The new BBC miniseries of Jane Eyre. Out today!

This is the miniseries that, while it showed on British television in late 2006, obsessed every TV-owning woman I know. Now, this would have made me frustrated and impatient to see it no matter what, since Patrick & I don't own a television and I couldn't participate in those conversations, and man, I LOVE historical miniseries! Give me petticoats, dark lighting, clever banter and ominous overtones, and I am a happy, happy viewer.

But more than that, this is Jane Eyre we're talking about. I read that book for the first time when I was eight years old. I'd gone to summer camp for the first time in my life, and my parents sent Jane Eyre with me because it was such a big fat novel that they counted on it to last me through the five days of camp. I read it in one of those gorgeous old hardcover editions with glitter-tipped pages, two columns of (tiny) text on each page, and and a lovely red ribbon to mark my progress. When I look back now on Camp Arbutus, all that I can clearly remember is lying on my stomach on the beach reading Jane Eyre with total astonishment and absorption. I just had no idea that books like that existed. And I loved it.

I read it three more times within the next year, and then about once a year afterwards, for a long time. My mom's best friend taped the last BBC miniseries of it (with Michael Jayston as Mr Rochester) for me when I was about 11, and I watched that constantly, until the tape wore down. (I also read a lot of late-20th-century Gothic romances that tried to capture the same feel but - at least to me - never quite succeeded. I even wrote one of my own, when I was 14.)

:::::

■ **Tasks for this exercise**:
(1) Answer these questions about the Jane Eyre post:
(a) When did the new miniseries show on British television?
(b) What was the name of the camp where the writer first read Jane Eyre?
(c) Who played Mr Rochester in the earlier BBC miniseries that was taped for the writer?
(2) Revise the Jane Eyre post between "The new BBC" and "happy, happy viewer.", inclusive, with "petticoats" changed to "corsets".
None of the material is needed here.

:::::

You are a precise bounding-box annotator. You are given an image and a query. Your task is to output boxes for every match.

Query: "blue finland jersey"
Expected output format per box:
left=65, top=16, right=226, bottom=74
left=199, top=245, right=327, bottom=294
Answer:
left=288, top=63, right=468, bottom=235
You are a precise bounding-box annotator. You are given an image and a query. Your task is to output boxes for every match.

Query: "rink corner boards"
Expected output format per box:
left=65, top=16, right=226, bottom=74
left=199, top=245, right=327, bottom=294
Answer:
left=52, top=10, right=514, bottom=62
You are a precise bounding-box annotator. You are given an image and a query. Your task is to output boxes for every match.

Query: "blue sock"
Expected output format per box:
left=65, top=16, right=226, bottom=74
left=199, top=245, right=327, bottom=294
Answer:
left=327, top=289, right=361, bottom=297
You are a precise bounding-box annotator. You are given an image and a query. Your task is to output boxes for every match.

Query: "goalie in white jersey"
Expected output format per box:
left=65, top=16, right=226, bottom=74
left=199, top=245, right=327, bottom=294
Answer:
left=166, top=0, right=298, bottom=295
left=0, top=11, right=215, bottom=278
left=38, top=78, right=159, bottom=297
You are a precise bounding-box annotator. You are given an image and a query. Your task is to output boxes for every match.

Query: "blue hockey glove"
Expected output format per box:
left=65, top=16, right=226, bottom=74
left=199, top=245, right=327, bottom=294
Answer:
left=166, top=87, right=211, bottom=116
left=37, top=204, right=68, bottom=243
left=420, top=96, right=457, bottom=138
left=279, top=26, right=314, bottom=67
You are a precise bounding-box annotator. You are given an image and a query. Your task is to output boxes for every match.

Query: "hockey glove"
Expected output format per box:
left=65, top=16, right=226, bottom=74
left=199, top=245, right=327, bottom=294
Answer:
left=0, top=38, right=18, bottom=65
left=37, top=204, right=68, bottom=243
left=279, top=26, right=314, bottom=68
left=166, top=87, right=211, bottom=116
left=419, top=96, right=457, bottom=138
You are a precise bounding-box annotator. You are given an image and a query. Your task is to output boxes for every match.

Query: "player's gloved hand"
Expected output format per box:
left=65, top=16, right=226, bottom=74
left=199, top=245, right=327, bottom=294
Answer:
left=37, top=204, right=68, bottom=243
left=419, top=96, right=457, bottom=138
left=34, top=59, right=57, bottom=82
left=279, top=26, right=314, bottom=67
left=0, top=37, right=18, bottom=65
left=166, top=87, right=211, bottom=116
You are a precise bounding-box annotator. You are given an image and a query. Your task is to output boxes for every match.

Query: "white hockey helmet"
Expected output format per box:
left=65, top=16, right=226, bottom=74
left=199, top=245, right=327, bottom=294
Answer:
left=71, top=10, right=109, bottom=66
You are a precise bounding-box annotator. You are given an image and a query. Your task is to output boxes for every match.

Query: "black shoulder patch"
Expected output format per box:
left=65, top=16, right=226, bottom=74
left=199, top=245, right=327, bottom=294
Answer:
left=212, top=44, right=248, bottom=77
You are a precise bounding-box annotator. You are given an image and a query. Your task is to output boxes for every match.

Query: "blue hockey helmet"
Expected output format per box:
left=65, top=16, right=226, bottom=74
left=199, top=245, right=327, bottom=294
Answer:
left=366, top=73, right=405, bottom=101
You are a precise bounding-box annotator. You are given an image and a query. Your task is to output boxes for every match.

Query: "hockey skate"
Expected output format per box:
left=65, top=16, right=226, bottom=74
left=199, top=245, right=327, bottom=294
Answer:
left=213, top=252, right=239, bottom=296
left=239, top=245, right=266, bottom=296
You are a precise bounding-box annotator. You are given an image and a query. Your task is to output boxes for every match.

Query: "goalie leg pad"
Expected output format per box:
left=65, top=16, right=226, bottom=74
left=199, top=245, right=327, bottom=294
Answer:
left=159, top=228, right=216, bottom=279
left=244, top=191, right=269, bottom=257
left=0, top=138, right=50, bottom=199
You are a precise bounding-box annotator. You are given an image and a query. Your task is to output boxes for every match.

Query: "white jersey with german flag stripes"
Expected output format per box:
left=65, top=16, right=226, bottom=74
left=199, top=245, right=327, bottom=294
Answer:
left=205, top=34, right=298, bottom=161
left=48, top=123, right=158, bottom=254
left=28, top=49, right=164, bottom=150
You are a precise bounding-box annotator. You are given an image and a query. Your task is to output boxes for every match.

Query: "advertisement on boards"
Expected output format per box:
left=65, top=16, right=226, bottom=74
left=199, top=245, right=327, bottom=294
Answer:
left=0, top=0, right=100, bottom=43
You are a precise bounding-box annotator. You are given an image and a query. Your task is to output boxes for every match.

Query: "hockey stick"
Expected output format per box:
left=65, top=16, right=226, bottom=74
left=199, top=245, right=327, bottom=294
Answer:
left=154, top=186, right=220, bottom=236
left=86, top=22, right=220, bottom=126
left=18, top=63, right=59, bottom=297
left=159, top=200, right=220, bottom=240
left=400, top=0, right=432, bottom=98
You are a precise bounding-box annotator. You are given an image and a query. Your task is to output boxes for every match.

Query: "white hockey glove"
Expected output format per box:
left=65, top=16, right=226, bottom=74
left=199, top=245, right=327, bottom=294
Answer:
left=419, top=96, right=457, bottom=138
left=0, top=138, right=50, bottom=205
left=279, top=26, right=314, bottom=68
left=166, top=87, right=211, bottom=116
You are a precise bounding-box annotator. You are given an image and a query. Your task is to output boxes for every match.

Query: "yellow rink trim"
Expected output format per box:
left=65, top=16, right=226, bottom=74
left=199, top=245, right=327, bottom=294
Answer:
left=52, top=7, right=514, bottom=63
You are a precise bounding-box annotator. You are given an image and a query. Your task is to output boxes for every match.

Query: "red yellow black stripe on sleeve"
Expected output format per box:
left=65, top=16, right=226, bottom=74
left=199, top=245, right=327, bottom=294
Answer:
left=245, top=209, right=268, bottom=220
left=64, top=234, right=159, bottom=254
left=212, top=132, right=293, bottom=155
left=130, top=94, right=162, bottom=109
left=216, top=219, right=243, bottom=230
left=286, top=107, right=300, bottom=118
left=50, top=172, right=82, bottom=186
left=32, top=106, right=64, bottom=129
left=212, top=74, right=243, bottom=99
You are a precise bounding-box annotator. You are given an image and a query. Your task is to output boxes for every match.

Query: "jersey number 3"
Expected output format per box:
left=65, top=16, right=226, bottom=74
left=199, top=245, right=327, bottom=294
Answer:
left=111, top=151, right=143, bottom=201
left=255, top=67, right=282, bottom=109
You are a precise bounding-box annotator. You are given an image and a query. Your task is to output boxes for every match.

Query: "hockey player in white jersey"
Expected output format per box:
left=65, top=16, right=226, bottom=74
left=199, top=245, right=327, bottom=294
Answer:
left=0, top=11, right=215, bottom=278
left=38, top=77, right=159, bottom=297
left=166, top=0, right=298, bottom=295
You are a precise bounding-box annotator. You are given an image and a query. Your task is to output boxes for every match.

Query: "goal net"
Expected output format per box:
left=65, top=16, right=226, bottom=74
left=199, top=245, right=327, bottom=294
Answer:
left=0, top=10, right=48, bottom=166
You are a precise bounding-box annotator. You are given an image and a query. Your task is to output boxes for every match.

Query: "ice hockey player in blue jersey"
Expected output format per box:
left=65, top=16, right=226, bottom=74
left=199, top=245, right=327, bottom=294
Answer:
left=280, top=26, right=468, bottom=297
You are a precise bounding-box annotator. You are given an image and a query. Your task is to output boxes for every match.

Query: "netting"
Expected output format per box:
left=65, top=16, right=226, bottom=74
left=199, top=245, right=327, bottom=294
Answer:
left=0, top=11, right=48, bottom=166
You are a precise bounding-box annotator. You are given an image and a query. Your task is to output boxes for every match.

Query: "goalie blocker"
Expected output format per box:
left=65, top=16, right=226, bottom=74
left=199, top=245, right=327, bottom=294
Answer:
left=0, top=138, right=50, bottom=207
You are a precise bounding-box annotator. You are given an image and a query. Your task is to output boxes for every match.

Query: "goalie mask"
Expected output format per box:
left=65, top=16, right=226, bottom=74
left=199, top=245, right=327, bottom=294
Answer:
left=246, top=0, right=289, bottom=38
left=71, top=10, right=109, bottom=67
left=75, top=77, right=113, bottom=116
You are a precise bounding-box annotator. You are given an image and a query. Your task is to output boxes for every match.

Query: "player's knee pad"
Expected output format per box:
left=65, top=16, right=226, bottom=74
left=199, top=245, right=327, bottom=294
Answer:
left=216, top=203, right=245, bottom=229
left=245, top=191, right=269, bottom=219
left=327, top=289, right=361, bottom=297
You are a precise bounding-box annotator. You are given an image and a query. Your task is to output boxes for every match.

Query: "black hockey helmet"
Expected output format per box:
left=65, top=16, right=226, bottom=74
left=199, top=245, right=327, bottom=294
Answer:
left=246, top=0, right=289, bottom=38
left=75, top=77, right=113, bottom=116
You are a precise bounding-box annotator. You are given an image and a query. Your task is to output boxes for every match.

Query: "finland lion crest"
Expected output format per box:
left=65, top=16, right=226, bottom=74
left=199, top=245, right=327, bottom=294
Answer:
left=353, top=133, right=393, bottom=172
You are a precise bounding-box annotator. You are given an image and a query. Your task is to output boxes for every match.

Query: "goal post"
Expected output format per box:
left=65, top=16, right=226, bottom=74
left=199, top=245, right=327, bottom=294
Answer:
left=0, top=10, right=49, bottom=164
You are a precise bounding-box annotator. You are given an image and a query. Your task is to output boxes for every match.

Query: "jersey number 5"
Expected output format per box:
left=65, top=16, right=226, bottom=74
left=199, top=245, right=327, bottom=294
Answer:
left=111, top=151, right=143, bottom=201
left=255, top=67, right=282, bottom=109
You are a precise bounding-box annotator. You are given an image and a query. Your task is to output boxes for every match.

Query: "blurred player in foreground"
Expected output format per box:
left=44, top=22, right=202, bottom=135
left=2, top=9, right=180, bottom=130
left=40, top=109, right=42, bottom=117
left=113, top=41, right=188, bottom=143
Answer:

:::::

■ **Responses to the tasks**:
(1)
(a) Late 2006
(b) Camp Arbutus
(c) Michael Jayston

(2)
The new BBC miniseries of Jane Eyre. Out today!

This is the miniseries that, while it showed on British television in late 2006, obsessed every TV-owning woman I know. Now, this would have made me frustrated and impatient to see it no matter what, since Patrick & I don't own a television and I couldn't participate in those conversations, and man, I LOVE historical miniseries! Give me corsets, dark lighting, clever banter and ominous overtones, and I am a happy, happy viewer.